EXTRAIT FOURNI:
•••••

A Lisbonne, il est possible d'observer surtout le grand dauphin, aux teintes grisées, et plus souvent des dauphins communs, au corps élancé noir et blanc, le bec court et pointu, pouvant mesurer jusqu'à deux mètres et peser plus de cent kilos. Le retour de ces cétacés qui se déplacent en bande, composées de dauphins adultes et de nouveaux nés, fait le bonheur des touristes et des habitants de la capitale qui redécouvrent cette espèce iconique.
"Mon père nous racontait qu'il était possible de les observer dans le Tage à la fin des années 50, début des années 60, mais entretemps ils avaient disparu", confie à l'AFP Leonor Sardinha qui est l'une des premières à participer aux excursions en zodiac organisées depuis vendredi par l'Oceanarium de Lisbonne. "J'ai trouvé ça fabuleux. Ce sont des animaux sauvages, il n'est donc pas facile de les apercevoir en temps normal", note cette sexagénaire ravie d'avoir pu les voir faire de multiples sauts et surfer devant son embarcation samedi.

•••••

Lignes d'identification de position
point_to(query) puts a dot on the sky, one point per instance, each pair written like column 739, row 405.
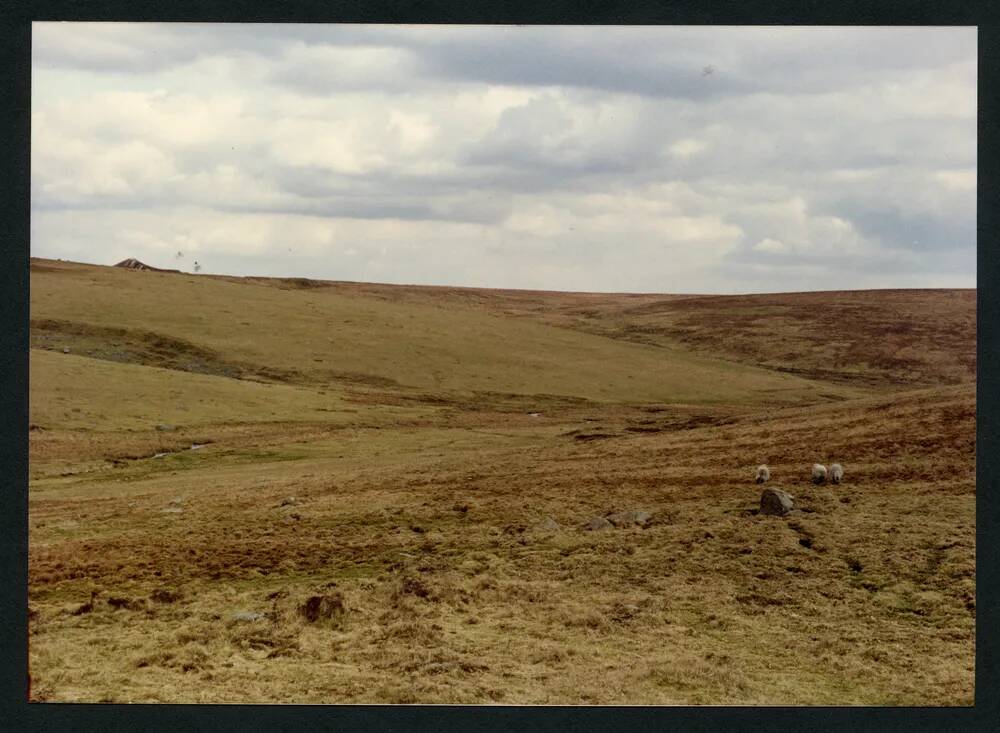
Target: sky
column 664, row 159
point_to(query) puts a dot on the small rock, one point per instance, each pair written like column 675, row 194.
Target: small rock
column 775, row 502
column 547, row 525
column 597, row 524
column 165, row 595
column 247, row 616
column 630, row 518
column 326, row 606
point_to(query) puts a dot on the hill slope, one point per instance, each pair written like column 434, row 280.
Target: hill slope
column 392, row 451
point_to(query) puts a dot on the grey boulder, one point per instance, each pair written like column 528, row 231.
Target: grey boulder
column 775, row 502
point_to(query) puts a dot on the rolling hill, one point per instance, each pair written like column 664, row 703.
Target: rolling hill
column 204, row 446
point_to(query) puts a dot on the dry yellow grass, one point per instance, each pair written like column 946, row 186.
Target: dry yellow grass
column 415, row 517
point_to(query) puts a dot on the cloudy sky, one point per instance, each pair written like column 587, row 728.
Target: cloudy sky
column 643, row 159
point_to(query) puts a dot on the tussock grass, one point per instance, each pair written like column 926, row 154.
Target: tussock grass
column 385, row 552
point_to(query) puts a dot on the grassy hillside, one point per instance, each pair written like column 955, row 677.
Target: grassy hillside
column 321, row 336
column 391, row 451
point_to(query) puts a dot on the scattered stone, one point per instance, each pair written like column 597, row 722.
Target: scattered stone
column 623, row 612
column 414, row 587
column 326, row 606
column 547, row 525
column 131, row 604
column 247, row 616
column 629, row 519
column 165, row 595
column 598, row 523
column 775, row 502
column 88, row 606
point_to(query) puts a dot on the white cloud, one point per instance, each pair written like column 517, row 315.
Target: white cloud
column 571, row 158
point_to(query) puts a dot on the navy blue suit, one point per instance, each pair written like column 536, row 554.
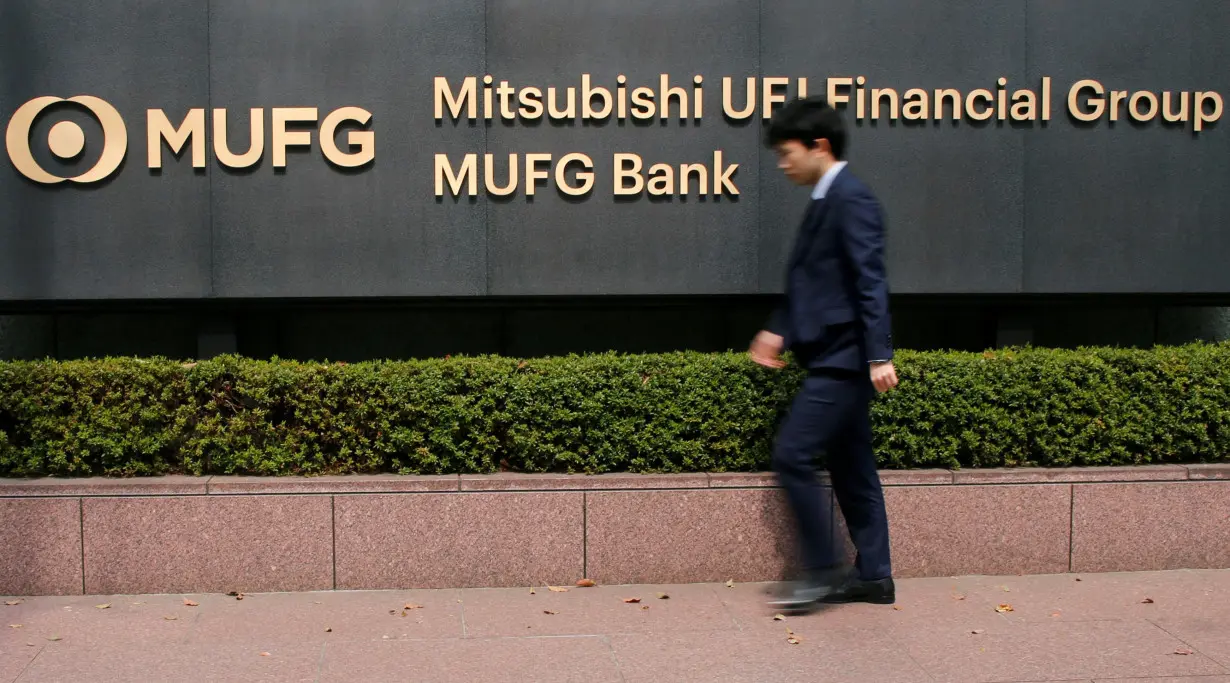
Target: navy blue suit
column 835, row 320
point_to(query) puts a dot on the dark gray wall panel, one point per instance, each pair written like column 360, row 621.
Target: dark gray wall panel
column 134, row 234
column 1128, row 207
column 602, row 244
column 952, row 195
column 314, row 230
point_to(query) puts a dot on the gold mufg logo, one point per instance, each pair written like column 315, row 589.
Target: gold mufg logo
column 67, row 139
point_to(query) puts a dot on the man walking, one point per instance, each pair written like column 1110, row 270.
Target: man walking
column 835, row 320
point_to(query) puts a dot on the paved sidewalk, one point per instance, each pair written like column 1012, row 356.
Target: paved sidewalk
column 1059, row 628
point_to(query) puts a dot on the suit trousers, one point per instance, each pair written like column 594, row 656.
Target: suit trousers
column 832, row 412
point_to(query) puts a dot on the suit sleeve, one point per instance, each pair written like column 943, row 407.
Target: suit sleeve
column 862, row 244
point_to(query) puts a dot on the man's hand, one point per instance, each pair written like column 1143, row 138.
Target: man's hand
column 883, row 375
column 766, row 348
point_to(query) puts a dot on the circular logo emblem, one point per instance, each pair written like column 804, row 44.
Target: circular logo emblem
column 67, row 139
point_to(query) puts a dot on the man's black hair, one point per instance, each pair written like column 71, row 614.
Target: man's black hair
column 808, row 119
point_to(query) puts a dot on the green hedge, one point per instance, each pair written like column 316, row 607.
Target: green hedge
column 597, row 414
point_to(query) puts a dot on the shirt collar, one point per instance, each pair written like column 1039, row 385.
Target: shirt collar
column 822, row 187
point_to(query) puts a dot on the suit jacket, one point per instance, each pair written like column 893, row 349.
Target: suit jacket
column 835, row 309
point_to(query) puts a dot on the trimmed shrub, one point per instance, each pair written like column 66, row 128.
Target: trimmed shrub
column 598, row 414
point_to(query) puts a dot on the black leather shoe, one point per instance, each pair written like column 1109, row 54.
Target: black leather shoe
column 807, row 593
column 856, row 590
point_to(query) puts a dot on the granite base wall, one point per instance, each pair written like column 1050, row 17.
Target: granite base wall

•••••

Dites si chacune des affirmations suivantes concorde avec l'extrait fourni. Répondez par oui ou non et citez mot pour mot les termes de l'extrait qui tranchent.
(a) Les dauphins communs peuvent peser plus de cent kilos.
(b) L'Oceanarium de Lisbonne organise les excursions en zodiac depuis samedi.
(c) Leonor Sardinha a vu les dauphins surfer devant son embarcation.

(a) Oui : « pouvant mesurer jusqu'à deux mètres et peser plus de cent kilos ».
(b) Non : « organisées depuis vendredi par l'Oceanarium de Lisbonne ».
(c) Oui : « ravie d'avoir pu les voir faire de multiples sauts et surfer devant son embarcation samedi ».